III

С первых же лет мощного наступления России – пока между Каспием и китайским Восточным Туркестаном – начинаются попытки его истолкования в диапазоне от весьма наивных до крайне рафинированных, внесших в нашу геополитику богатый взнос. Продолжаются эти истолкования и по сей день.

Можно ли согласиться с версией, трактующей этот «натиск на юг» как изначально продуманное покушение на Британскую Индию? Я не говорю о дилетантских историософских экзерсисах, когда в одну схему грез об Индийском океане укладываются и народные сказания о богатой Индии, и «Хождение» Афанасия Никитина, и мечты Петра I, и куцый бросок Павла I, и т. д. вплоть до контактов Л.И. Брежнева с И. Ганди. Авторы подобных истолкований оказываются беспомощны перед вопросом: почему эта «индийская тяга» у русских могла никак не обнаруживаться в течение целых веков или, по крайней мере, десятилетий, не проявляясь ни между Петром I и Павлом I, ни в царствование детей Павла. Однако даже у весьма квалифицированных экспертов встречаем утверждение о Средней Азии как маловажном самом по себе интервале русского броска к Индии [Замятин 1998; 1999]. При этом не учитываются совершенно противоречащие такому толкованию свидетельства от 1860-x и 1870-х гг. В частности, не учитывается особенность первоначальных «индийских» планов в России XIX в., имевших чисто деструктивный смысл дестабилизирующего удара по Индостану как враждебной территории. Кроме того, игнорируется тот факт, что до 1860-x планы такого удара вовсе не предполагали освоения Средней Азии, имея в виду использование союза с Ираном для наступления на Индию либо морем (по И.В. Вернадскому), либо через юго-восточное побережье Каспия, Астрабад и далее Герат (как позднее сформулировал А.Е. Снесарев, «европейским путем в Индию»), оставляя Среднюю Азию в стороне. И в самом деле, если бы речь шла только об угрозе «жемчужине британской короны», из трех путей через Среднюю Азию, по Каспию или через Иран со стороны Кавказа естественно было бы по трудности первого пути предпочесть любой из двух последних.

_ИСХОДНЫЕ ДАННЫЕ_
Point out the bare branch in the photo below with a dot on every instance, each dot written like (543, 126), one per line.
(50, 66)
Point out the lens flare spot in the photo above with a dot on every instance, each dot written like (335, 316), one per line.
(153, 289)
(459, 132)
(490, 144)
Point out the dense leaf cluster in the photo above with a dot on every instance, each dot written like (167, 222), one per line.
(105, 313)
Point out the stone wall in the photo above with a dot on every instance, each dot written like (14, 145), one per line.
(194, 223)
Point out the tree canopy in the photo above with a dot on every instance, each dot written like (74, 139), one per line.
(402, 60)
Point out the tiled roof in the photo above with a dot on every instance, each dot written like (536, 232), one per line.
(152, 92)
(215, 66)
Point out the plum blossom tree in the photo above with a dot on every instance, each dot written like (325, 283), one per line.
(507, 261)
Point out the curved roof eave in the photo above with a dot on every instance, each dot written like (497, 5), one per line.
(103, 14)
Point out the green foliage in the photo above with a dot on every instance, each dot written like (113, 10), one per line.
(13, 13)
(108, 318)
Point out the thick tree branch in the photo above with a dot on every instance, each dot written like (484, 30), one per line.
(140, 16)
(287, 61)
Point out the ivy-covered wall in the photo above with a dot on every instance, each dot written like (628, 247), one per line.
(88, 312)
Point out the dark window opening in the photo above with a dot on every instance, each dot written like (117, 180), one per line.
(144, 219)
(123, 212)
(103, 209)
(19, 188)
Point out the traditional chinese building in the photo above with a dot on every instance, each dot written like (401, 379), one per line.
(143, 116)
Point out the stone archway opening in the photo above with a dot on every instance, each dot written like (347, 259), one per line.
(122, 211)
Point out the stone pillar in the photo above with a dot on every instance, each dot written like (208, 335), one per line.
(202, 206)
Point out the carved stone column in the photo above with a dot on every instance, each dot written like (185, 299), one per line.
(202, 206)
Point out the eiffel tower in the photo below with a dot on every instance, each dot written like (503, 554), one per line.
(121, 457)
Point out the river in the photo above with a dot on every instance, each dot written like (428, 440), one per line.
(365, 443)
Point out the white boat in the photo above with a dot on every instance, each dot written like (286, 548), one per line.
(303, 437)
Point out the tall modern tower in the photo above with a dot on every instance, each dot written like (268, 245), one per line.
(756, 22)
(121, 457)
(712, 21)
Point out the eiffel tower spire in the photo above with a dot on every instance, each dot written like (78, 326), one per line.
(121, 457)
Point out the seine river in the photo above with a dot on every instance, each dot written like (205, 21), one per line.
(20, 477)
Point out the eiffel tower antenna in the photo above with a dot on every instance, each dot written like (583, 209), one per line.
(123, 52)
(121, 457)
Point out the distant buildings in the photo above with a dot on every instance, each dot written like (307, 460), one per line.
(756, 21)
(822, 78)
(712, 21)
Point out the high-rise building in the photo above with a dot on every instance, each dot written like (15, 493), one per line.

_УСЛОВИЕ ЗАДАНИЯ_
Приведите заново часть текста о наступлении России в Средней Азии, которая начинается со слов «С первых же» и заканчивается словами «по сей день.». В ней переименуйте «геополитику» в «историографию».

_ПРАВИЛЬНЫЙ ОТВЕТ_
С первых же лет мощного наступления России – пока между Каспием и китайским Восточным Туркестаном – начинаются попытки его истолкования в диапазоне от весьма наивных до крайне рафинированных, внесших в нашу историографию богатый взнос. Продолжаются эти истолкования и по сей день.